Résumé :
- La prime de risque de la dette française a bondi de 55 à 80 points de base en un an
- Les agences de notation Fitch et Moody’s vont réévaluer la dette française en octobre
- La France est désormais plus chère à financer que l’Espagne ou le Portugal
- Les investisseurs s’attendent à un changement de perspective négatif des agences
- La note française reste « investment grade » mais perd son statut privilégié
Le déclassement progressif de la dette française
Le thermomètre de la confiance des investisseurs ne ment pas. En l’espace d’un an, la prime de risque de la dette française par rapport à l’Allemagne est passée de 55 à 70-80 points de base. Cette hausse, bien que progressive, témoigne d’une méfiance grandissante des marchés envers la capacité de la France à honorer ses engagements financiers.
Christopher Dembik, conseiller en stratégie d’investissement chez Pictet AM, souligne l’inquiétude croissante : « Nous assistons à une hausse durable mais silencieuse de la prime de risque de la France« . Ce signal, bien que discret, n’en est pas moins alarmant pour les observateurs avertis.
Le déclassement de la France sur l’échiquier financier européen est désormais flagrant. L’Hexagone se retrouve dans une situation paradoxale : son coût d’emprunt est désormais supérieur à celui de pays auparavant considérés comme plus risqués. Il est désormais plus cher que l’Espagne, le Portugal ou l’Irlande.

*CONSIGNE*.
Recopiez tel quel le passage du texte sur la dette française qui va de « Christopher Dembik, conseiller » à « les observateurs avertis. ».

(Données d'un jeu de données de pointage)
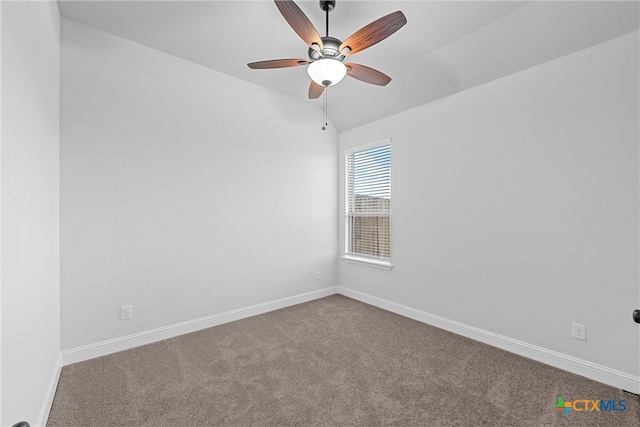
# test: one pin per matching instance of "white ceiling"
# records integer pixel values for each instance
(446, 46)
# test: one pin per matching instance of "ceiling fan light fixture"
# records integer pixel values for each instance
(327, 72)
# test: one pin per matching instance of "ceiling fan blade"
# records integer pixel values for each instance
(277, 63)
(367, 74)
(299, 22)
(373, 33)
(315, 90)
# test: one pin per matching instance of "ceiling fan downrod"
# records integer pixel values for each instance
(327, 6)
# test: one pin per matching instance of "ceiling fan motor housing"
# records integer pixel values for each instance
(330, 49)
(327, 5)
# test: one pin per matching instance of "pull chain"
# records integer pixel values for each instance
(324, 108)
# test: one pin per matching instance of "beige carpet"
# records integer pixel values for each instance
(329, 362)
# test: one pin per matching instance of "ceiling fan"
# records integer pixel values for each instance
(326, 55)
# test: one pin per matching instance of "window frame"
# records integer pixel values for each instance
(370, 261)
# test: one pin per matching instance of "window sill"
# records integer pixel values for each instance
(369, 262)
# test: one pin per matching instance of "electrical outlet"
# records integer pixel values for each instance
(126, 312)
(578, 331)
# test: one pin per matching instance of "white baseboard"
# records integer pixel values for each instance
(45, 409)
(568, 363)
(104, 348)
(572, 364)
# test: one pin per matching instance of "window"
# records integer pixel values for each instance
(368, 204)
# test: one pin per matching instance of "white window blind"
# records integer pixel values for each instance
(368, 201)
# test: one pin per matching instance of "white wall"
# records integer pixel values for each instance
(30, 210)
(185, 192)
(515, 206)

*RÉPONSE*.
Christopher Dembik, conseiller en stratégie d’investissement chez Pictet AM, souligne l’inquiétude croissante : « Nous assistons à une hausse durable mais silencieuse de la prime de risque de la France« . Ce signal, bien que discret, n’en est pas moins alarmant pour les observateurs avertis.